*Description of the task*.
Answer these three questions using the interview extract below.
1. Which investigators does the interview extract say were called only to assist the Pakistani investigators?
2. How much overt and covert assistance has Pakistan received since 9/11?
3. On what date are the elections named as the first step toward Pakistan's transition to democracy?

*Page extract*.
######

Most Pakistanis believe that elements within the government machinery, in cahoots with the intelligence agencies, were directly responsible for this attack. So under such circumstances, how can we expect Pakistani authorities to conduct a fair and honest investigation, even if after exhuming the body? What good would be done by desecrating the last remains of my wife when the entire investigation is being controlled and manipulated by the regime and a massive cover up is quite obvious?

The question of exhumation of the body is a diversion from the real issue. Why the doctors' statements were not formally recorded and their findings altered if there was even the slightest doubt about the cause of death? There was no doubt whatsoever, which is why the police also did not seek an autopsy and the doctors and police officers are being pressured to keep quiet or change their statements.

This is why we are asking for a U.N. investigation into the assassination. While we would assist the Scotland Yard investigators who have been called only to assist the Pakistani investigators and not to carry out independent investigations, we are concerned at how tightly the international experts' involvement in investigation is being controlled by the Musharraf regime.

We need a larger political investigation under the auspices of the U.N. which will be an independent probe to identify the sponsors, financiers, organizers and perpetrators of the crime. The regime says that al Qaeda is involved. It has also been claiming that al Qaeda operates from across the Pakistani borders. So if by government's own admission it is a case of international terrorism, why it should not invite U.N. investigators? We also need an investigation into why the government changed its version and into the cover up that followed the assassination.

Had the regime investigated the October 18th massacre that targeted Mohtarma Benazir Bhutto, she may be alive today. Instead of hunting down the assailants, the regime covered up that probe as well, providing impunity to terrorists that struck the first night she landed in Pakistan.

The Bush Administration continues to see President Musharraf as a steadfast ally. Are you concerned that this relationship may undermine the growth of democracy in Pakistan?

Yes. As long as the remnants of dictatorship receive international support, democracy in Pakistan will be undermined. Since 9/11, Pakistan has received over $10 billion in overt and covert assistance. No one knows how it has been spent. Many think that this assistance has propped up the dictatorship rather than the people of the country. Musharraf rigged the 2002 elections, but the international community seems to acquiesce with it. The regime has harassed political opponents, removed and detained Supreme Court judges and lawyers; changed the constitution to suit one man; imposed emergency; and curbed media freedom. Hundreds of ordinary citizens have disappeared under the garb of "war on terror". The people expected the international community to work for restoration of democracy and basic rights in Pakistan. The people of Pakistan are sometimes puzzled as to why the international community which claims to be fighting in Iraq and Afghanistan for democracy is tolerating dictatorship in Pakistan.

Should US aid to Pakistan be made conditional?

The people of Pakistan should continue to receive international economic assistance. However, international assistance particularly the military assistance needs to be linked to democratic progress and free and fair elections. The regime in Pakistan should be made to understand that the international assistance is for the people, the 170 million people of the country, and not for sustaining the dictatorship. So if the regime uses international aid to wage war against its own people it will not be regarded as aid to the people of Pakistan. The first step toward ensuring Pakistan's transition to democracy is free, transparent and fair elections on February 18, in accordance with the Constitution, under an independent Election Commission to guarantee that such elections are free and fair, and under open international and independent monitoring of such elections. The international community must ensure free, fair and transparent elections, the release of all political prisoners including judges and lawyers, the freedom of the media and the normal pursuit of political activity with full security of all national political leaders. We urge that international aid to Pakistan be further expanded to include economic and social development under an elected, democratic government.

######

*Data shown*.
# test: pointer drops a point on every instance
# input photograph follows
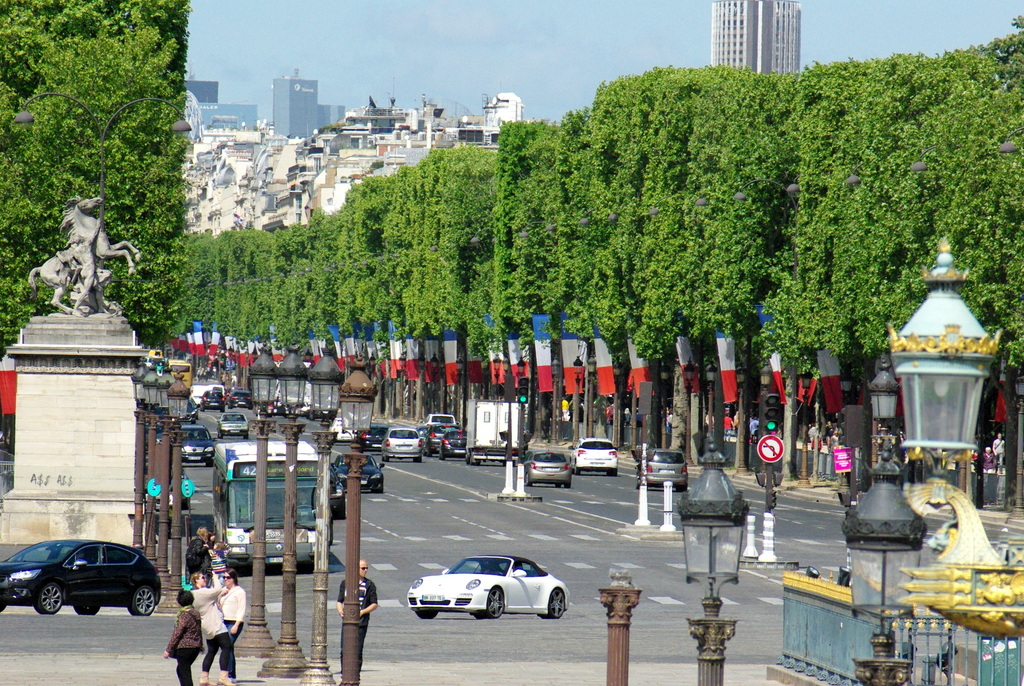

######

*Task result*.
1. The Scotland Yard investigators.
2. Over $10 billion.
3. February 18.